What is needed:
Change "localize" to "locate" everywhere in the items below, and leave everything else as it is.

(Object detection data)
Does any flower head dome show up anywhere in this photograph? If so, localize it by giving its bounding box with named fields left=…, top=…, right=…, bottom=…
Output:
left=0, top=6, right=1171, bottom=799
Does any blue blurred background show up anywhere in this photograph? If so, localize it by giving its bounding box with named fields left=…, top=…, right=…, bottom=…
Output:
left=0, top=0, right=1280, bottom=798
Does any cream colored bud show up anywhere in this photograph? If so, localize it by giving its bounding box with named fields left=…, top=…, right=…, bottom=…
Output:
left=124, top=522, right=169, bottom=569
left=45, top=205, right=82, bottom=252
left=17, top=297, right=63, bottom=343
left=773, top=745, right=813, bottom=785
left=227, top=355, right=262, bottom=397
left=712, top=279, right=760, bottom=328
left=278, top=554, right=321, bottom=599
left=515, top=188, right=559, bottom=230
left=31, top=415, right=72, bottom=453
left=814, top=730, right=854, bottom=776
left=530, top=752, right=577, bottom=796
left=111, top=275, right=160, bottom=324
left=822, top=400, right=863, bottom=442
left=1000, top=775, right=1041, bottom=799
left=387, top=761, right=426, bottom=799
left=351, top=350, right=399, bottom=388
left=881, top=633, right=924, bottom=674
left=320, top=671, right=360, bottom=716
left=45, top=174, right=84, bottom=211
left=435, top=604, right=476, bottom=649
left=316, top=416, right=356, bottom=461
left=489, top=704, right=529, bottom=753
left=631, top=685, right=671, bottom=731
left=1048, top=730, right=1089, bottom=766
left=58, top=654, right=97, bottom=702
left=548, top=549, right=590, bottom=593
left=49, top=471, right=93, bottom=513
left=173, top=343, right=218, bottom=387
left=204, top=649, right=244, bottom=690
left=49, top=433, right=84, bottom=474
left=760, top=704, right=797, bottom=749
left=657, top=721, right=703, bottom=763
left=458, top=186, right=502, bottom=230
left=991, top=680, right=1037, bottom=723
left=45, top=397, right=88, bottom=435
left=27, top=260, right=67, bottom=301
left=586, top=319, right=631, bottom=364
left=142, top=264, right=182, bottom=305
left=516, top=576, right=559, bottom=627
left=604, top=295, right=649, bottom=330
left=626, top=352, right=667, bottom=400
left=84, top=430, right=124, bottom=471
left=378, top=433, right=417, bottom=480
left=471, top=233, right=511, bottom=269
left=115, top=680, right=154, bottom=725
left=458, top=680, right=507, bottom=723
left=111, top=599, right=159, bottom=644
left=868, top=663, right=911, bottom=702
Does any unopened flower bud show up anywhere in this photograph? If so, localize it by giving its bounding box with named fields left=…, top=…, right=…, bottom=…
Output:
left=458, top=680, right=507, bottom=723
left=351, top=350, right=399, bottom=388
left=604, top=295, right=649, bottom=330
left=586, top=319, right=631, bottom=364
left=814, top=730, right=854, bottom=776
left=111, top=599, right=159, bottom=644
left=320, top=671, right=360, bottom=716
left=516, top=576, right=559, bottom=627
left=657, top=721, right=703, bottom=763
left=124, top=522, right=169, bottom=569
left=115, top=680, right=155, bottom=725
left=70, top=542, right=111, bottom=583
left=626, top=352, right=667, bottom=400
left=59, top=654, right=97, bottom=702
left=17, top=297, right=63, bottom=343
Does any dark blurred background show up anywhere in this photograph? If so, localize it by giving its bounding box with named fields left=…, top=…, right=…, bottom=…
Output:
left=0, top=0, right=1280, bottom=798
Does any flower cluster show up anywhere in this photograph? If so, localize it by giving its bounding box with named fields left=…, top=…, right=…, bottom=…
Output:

Complete output:
Does any flower head dome show up anywhere in this photograph? If so, locate it by giving its bounding box with named fields left=…, top=…, right=…, bottom=…
Output:
left=0, top=6, right=1171, bottom=799
Does any blue blurred background show up anywhere in this photograph? If so, locate it by giving its bounding box with named fields left=…, top=…, right=…, bottom=…
Output:
left=0, top=0, right=1280, bottom=798
Does any cream colored bud show up anywhere in this photograph? If so, locate it by giving its bounding box with named fields left=…, top=…, right=…, bottom=…
Output:
left=124, top=522, right=169, bottom=569
left=45, top=205, right=82, bottom=252
left=17, top=297, right=63, bottom=343
left=773, top=745, right=813, bottom=785
left=227, top=355, right=262, bottom=397
left=712, top=279, right=760, bottom=328
left=278, top=554, right=321, bottom=599
left=515, top=188, right=559, bottom=230
left=31, top=415, right=72, bottom=453
left=814, top=730, right=854, bottom=776
left=530, top=752, right=577, bottom=796
left=111, top=275, right=160, bottom=324
left=822, top=400, right=863, bottom=442
left=1000, top=775, right=1041, bottom=799
left=387, top=761, right=426, bottom=799
left=351, top=350, right=399, bottom=388
left=881, top=633, right=924, bottom=674
left=320, top=671, right=360, bottom=716
left=45, top=174, right=84, bottom=211
left=435, top=604, right=476, bottom=649
left=316, top=416, right=356, bottom=461
left=489, top=704, right=529, bottom=753
left=631, top=685, right=671, bottom=731
left=1048, top=730, right=1089, bottom=766
left=58, top=654, right=97, bottom=702
left=548, top=549, right=590, bottom=593
left=49, top=471, right=93, bottom=513
left=173, top=343, right=218, bottom=387
left=204, top=649, right=244, bottom=690
left=49, top=433, right=84, bottom=474
left=760, top=704, right=797, bottom=749
left=657, top=721, right=703, bottom=763
left=458, top=186, right=502, bottom=230
left=991, top=680, right=1037, bottom=723
left=45, top=397, right=88, bottom=435
left=27, top=260, right=67, bottom=301
left=586, top=319, right=631, bottom=364
left=142, top=264, right=182, bottom=305
left=516, top=576, right=559, bottom=627
left=604, top=295, right=649, bottom=330
left=626, top=352, right=667, bottom=400
left=84, top=430, right=124, bottom=471
left=378, top=433, right=417, bottom=480
left=471, top=233, right=511, bottom=269
left=115, top=680, right=154, bottom=725
left=458, top=680, right=507, bottom=723
left=111, top=599, right=159, bottom=644
left=868, top=663, right=911, bottom=702
Does any unopened flower bud show up anywhere in this photograph? If so, locate it by giving its bounding box with named fields left=…, top=…, right=…, bottom=…
Output:
left=458, top=680, right=507, bottom=723
left=351, top=350, right=399, bottom=388
left=604, top=295, right=649, bottom=330
left=586, top=319, right=631, bottom=364
left=814, top=730, right=854, bottom=776
left=111, top=599, right=159, bottom=644
left=320, top=671, right=360, bottom=716
left=516, top=576, right=559, bottom=627
left=657, top=721, right=703, bottom=763
left=124, top=522, right=169, bottom=569
left=115, top=680, right=155, bottom=725
left=70, top=542, right=111, bottom=583
left=626, top=352, right=667, bottom=400
left=59, top=654, right=97, bottom=702
left=17, top=297, right=63, bottom=343
Does any dark blurred background show up anywhere in this photograph? If so, locate it by giving its bounding box with named fields left=…, top=…, right=…, bottom=…
Output:
left=0, top=0, right=1280, bottom=798
Does any flower cluster show up anywhere in this photograph? If so, locate it by giving its bounding box with named fields left=…, top=…, right=…, bottom=…
Output:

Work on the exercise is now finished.